* _Your instructions_
Copy out each line of the material that contains the string "roof". Treat uppercase and lowercase letters as different.

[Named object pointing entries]
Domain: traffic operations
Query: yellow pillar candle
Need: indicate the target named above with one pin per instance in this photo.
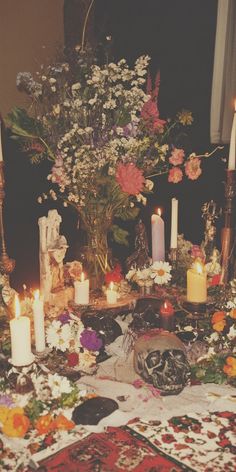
(196, 284)
(39, 331)
(111, 294)
(82, 291)
(21, 354)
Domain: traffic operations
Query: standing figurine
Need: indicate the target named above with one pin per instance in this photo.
(140, 257)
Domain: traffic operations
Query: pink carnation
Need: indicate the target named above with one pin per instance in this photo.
(193, 168)
(130, 178)
(177, 157)
(175, 175)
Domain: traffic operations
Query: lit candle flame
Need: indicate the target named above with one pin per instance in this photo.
(17, 307)
(198, 267)
(36, 295)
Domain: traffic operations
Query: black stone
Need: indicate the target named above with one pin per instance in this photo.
(94, 410)
(107, 328)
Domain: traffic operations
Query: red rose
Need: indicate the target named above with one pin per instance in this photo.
(72, 359)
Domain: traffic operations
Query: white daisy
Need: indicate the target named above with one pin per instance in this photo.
(58, 385)
(161, 272)
(58, 335)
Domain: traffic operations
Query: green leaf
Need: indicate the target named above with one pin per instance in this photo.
(120, 235)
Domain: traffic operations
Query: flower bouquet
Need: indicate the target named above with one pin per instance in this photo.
(102, 133)
(78, 347)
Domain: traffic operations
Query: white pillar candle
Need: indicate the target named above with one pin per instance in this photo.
(21, 354)
(111, 294)
(174, 223)
(158, 237)
(82, 291)
(39, 330)
(232, 147)
(197, 284)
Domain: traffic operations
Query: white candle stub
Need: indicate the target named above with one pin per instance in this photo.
(111, 294)
(174, 223)
(158, 237)
(21, 354)
(81, 291)
(39, 329)
(232, 146)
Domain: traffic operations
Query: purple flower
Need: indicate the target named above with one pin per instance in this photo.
(6, 400)
(90, 340)
(64, 317)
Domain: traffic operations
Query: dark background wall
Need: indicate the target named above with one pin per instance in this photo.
(179, 37)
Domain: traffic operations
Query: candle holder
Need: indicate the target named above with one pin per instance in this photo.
(7, 265)
(227, 236)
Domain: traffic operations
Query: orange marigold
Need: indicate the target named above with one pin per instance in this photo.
(230, 366)
(44, 424)
(232, 313)
(16, 424)
(61, 422)
(218, 316)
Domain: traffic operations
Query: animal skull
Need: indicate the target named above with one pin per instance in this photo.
(160, 358)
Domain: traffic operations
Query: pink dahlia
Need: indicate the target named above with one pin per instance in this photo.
(177, 157)
(175, 175)
(193, 168)
(130, 178)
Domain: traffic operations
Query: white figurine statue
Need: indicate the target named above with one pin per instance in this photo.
(52, 251)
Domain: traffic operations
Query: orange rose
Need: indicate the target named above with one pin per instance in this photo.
(16, 424)
(44, 424)
(3, 414)
(219, 326)
(232, 313)
(218, 316)
(230, 366)
(61, 422)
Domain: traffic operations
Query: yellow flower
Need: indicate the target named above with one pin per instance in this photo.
(185, 117)
(3, 414)
(232, 313)
(230, 366)
(219, 326)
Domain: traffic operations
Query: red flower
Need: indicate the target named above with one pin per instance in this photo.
(130, 178)
(114, 275)
(193, 168)
(175, 175)
(72, 359)
(215, 279)
(177, 157)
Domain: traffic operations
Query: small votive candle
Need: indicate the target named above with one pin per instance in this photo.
(167, 318)
(111, 294)
(197, 283)
(82, 291)
(21, 354)
(39, 331)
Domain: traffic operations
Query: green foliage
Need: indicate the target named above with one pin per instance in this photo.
(120, 235)
(210, 371)
(23, 125)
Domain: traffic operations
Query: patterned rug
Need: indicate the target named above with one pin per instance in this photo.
(199, 443)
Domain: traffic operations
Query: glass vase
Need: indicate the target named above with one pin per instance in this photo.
(96, 255)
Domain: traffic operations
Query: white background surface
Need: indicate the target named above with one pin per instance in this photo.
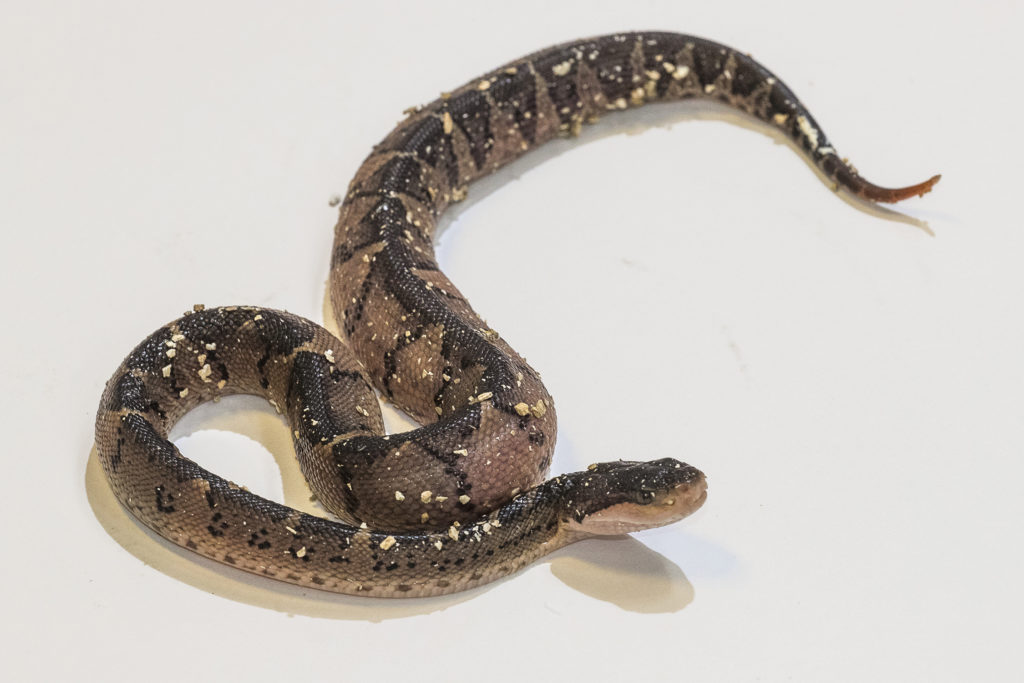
(849, 378)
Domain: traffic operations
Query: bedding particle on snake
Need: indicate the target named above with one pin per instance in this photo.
(464, 499)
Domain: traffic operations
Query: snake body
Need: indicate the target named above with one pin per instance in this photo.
(462, 500)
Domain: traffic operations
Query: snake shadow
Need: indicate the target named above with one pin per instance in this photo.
(649, 117)
(619, 570)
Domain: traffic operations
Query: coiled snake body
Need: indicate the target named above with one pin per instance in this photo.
(462, 500)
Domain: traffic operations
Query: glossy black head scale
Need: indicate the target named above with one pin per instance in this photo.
(625, 497)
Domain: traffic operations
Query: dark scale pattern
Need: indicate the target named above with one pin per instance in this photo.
(462, 500)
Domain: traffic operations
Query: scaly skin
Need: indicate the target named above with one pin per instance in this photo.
(461, 501)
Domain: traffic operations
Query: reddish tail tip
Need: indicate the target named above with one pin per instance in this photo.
(876, 194)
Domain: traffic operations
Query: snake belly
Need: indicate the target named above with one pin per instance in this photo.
(464, 499)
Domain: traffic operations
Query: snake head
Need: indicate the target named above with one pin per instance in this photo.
(626, 497)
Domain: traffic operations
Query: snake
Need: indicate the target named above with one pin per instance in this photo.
(464, 499)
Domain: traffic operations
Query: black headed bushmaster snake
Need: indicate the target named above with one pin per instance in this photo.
(462, 500)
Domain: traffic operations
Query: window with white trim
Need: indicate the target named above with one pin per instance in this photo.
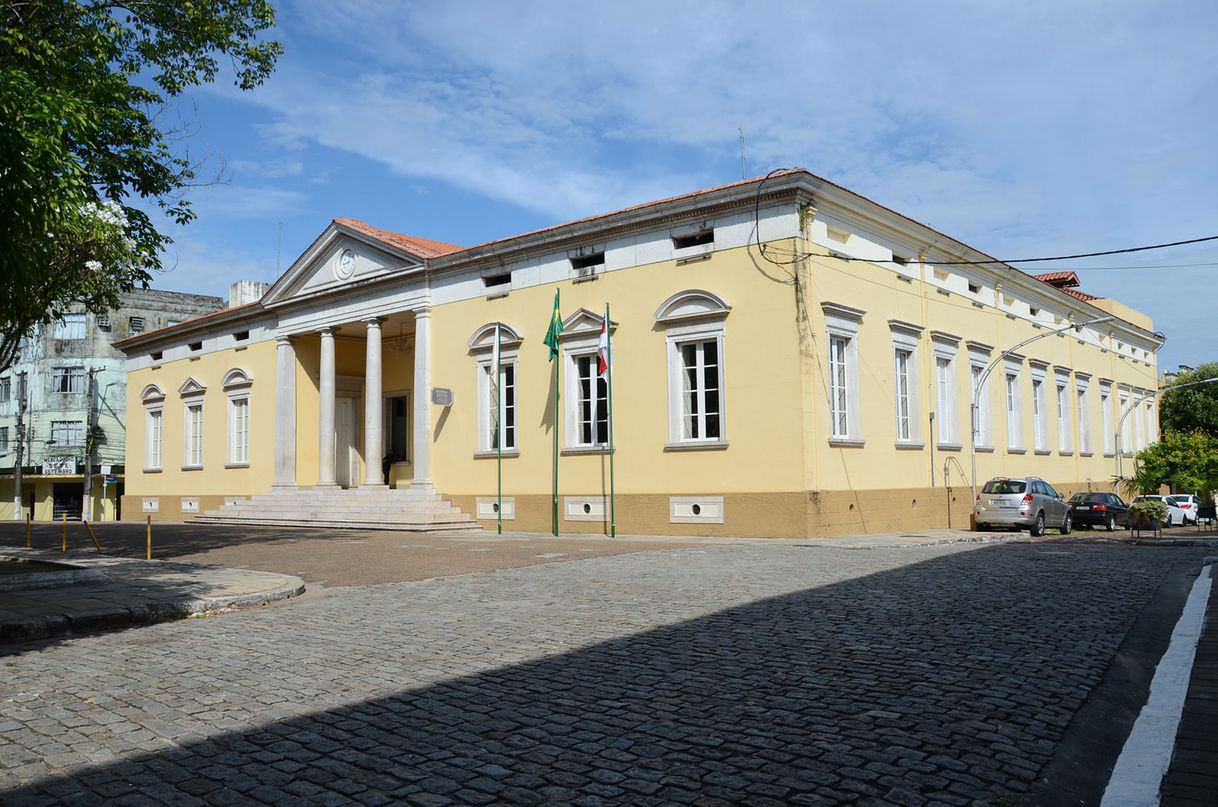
(154, 426)
(497, 416)
(945, 388)
(193, 424)
(905, 384)
(70, 326)
(694, 323)
(1013, 420)
(67, 380)
(1084, 419)
(1106, 419)
(238, 384)
(842, 323)
(1039, 416)
(1065, 430)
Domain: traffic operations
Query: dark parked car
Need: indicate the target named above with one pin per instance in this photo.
(1099, 510)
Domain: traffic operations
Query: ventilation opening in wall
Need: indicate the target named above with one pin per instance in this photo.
(704, 237)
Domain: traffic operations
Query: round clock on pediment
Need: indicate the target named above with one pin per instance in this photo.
(346, 265)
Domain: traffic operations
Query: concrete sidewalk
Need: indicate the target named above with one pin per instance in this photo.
(129, 593)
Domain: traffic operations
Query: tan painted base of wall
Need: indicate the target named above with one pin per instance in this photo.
(169, 508)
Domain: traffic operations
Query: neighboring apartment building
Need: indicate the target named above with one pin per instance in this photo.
(73, 382)
(791, 359)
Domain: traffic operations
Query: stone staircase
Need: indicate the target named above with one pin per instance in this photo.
(409, 509)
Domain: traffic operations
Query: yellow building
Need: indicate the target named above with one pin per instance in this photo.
(789, 359)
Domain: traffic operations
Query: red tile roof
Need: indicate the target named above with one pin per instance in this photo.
(422, 247)
(1060, 279)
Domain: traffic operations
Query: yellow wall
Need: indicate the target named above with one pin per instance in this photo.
(761, 399)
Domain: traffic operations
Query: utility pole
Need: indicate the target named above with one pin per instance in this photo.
(85, 505)
(17, 505)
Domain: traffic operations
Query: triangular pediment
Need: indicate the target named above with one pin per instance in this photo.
(585, 321)
(339, 258)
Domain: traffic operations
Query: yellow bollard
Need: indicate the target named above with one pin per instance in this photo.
(93, 536)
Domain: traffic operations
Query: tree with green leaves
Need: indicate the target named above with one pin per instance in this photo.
(1194, 407)
(1184, 461)
(83, 151)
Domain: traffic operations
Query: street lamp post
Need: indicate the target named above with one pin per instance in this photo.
(989, 368)
(1118, 449)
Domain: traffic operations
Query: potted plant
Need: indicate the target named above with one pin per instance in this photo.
(1147, 514)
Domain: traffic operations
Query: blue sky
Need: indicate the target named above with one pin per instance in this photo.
(1024, 129)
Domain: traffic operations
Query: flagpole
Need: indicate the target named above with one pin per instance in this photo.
(498, 421)
(613, 511)
(558, 366)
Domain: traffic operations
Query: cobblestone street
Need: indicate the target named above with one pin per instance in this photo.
(760, 673)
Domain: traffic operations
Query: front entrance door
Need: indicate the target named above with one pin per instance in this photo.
(346, 458)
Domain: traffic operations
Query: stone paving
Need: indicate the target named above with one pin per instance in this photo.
(754, 673)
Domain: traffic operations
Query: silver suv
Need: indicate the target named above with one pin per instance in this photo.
(1027, 503)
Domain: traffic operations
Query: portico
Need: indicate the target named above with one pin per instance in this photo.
(390, 391)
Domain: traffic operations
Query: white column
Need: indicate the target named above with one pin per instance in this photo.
(422, 461)
(285, 412)
(374, 421)
(327, 441)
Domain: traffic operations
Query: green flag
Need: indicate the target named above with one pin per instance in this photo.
(554, 331)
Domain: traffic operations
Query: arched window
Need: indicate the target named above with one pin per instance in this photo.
(694, 325)
(236, 384)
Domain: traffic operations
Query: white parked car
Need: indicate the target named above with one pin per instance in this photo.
(1188, 503)
(1175, 514)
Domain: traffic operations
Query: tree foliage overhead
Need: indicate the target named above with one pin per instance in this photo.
(82, 83)
(1194, 408)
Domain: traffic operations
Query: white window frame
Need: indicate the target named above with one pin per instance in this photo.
(1083, 414)
(1039, 414)
(1011, 375)
(978, 359)
(691, 317)
(946, 420)
(1065, 419)
(842, 364)
(193, 426)
(154, 427)
(238, 385)
(70, 326)
(908, 421)
(481, 347)
(1106, 419)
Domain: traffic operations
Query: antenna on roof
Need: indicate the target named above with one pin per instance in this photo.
(744, 173)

* _Response below_
Query: red tile roof
Query: antenna on roof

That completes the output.